- **Data for processing**:
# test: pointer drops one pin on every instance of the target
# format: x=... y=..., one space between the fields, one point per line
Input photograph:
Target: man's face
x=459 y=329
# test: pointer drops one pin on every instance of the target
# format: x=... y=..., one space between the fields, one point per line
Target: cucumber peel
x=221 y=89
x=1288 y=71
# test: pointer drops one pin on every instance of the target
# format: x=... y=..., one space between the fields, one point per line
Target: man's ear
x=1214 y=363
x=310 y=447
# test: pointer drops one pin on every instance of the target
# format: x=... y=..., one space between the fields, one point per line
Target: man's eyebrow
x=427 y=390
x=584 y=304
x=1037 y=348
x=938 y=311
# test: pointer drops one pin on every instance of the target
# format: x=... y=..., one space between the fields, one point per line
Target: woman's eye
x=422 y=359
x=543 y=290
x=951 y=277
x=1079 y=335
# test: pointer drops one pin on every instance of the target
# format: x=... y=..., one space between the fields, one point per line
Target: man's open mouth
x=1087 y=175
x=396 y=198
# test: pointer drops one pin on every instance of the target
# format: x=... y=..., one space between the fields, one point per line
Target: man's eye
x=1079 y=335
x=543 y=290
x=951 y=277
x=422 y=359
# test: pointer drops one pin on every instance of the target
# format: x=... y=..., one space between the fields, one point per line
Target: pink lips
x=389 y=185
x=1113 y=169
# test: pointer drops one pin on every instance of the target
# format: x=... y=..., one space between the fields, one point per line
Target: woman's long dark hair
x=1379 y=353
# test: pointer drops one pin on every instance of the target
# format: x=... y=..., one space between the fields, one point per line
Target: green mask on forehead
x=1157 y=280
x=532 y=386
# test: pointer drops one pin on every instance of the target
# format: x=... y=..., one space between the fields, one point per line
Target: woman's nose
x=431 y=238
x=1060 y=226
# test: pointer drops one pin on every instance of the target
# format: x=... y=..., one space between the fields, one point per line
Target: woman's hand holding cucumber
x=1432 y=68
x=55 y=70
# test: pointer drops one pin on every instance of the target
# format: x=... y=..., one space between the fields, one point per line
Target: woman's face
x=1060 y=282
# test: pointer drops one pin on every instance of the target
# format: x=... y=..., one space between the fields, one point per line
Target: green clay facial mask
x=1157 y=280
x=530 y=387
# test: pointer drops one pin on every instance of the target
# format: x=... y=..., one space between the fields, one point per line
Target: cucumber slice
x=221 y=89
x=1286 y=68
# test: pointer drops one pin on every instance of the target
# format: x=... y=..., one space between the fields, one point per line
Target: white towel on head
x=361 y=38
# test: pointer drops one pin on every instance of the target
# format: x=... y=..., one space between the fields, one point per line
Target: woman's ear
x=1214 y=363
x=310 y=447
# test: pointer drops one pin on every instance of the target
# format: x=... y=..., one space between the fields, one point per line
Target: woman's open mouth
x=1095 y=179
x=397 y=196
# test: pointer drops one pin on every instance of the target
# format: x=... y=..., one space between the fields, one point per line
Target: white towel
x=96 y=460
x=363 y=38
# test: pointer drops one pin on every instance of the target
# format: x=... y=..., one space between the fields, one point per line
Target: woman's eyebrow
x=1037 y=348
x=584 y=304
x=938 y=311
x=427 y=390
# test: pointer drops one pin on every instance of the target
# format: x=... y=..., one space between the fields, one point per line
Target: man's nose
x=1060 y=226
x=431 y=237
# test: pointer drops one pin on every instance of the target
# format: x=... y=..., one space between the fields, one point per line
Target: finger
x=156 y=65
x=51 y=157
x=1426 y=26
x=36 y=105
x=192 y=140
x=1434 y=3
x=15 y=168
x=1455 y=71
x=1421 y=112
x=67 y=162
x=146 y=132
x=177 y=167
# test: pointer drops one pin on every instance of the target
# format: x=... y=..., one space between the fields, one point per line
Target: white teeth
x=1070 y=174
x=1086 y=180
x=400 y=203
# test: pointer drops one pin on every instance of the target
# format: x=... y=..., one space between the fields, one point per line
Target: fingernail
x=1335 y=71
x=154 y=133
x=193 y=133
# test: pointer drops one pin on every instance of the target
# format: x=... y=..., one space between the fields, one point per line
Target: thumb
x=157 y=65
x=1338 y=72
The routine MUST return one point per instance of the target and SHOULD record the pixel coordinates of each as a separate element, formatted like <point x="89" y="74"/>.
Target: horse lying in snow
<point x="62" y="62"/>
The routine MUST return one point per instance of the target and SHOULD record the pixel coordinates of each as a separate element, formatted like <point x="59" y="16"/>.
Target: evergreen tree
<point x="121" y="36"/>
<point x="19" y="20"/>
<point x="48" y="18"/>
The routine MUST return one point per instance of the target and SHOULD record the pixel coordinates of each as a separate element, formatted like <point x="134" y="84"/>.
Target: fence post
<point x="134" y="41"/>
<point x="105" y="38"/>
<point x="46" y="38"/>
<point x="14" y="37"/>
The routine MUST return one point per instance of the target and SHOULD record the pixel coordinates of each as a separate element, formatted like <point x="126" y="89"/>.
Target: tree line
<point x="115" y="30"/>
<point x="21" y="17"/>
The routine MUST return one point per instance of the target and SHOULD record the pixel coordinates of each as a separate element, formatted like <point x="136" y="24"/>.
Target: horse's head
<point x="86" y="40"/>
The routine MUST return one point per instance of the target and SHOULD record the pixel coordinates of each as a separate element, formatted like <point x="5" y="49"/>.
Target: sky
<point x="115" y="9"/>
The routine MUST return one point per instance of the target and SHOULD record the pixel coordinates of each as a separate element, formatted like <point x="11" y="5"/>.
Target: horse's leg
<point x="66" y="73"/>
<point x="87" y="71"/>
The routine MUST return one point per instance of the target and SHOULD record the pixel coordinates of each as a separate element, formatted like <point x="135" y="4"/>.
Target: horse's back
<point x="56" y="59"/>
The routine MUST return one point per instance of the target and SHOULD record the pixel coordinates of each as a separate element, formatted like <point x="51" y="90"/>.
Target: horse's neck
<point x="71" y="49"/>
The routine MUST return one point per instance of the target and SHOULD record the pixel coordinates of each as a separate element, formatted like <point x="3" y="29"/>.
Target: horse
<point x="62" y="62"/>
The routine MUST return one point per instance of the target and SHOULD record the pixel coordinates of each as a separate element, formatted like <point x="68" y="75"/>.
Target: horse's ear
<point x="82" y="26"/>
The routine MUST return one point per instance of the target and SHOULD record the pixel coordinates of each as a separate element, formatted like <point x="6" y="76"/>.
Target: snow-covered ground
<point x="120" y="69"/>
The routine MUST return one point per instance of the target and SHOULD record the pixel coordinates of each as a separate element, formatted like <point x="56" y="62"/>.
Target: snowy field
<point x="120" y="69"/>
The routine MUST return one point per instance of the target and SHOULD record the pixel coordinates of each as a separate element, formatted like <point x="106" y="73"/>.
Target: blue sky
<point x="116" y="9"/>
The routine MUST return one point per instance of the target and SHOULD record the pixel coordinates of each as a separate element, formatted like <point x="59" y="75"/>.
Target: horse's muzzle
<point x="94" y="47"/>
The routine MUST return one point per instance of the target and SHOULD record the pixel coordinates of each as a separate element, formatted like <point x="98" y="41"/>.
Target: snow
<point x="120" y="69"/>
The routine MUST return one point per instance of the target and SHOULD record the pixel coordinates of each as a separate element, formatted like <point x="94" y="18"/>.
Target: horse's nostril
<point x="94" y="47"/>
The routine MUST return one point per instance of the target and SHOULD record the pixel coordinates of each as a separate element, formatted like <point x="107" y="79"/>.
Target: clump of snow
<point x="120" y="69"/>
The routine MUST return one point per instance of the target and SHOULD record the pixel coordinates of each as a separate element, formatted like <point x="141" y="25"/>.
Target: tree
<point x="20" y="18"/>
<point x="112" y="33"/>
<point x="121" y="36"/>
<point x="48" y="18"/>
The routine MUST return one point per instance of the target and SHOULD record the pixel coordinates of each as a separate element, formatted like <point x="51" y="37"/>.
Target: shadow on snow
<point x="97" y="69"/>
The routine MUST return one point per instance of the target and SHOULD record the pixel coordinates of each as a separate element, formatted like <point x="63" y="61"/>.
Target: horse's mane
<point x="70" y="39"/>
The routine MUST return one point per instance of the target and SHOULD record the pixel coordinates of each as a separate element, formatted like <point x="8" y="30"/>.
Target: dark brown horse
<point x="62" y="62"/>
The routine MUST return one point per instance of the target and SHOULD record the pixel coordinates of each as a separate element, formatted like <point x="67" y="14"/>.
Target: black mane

- **Problem requirements**: Nothing but the lines from the one with "Target: clump of snow" through the last line of the entries should be repeated, and those exactly.

- **Exercise result**:
Target: clump of snow
<point x="120" y="69"/>
The routine MUST return one point per instance of the target and SHOULD record the pixel coordinates of each as a separate element, formatted like <point x="141" y="25"/>.
Target: tree
<point x="20" y="18"/>
<point x="112" y="33"/>
<point x="121" y="36"/>
<point x="48" y="18"/>
The routine MUST return one point per instance of the target and SHOULD record the pixel coordinates of each as a separate element, formatted like <point x="51" y="37"/>.
Target: shadow on snow
<point x="97" y="69"/>
The routine MUST return one point per instance of the target and SHOULD record the pixel coordinates of each as a separate element, formatted like <point x="63" y="61"/>.
Target: horse's mane
<point x="70" y="39"/>
The routine MUST return one point per instance of the target and SHOULD record the pixel coordinates of each as a separate element, formatted like <point x="8" y="30"/>.
Target: dark brown horse
<point x="62" y="62"/>
The routine MUST return one point per instance of the target and SHOULD record the pixel coordinates of each as a separate element, formatted like <point x="67" y="14"/>.
Target: black mane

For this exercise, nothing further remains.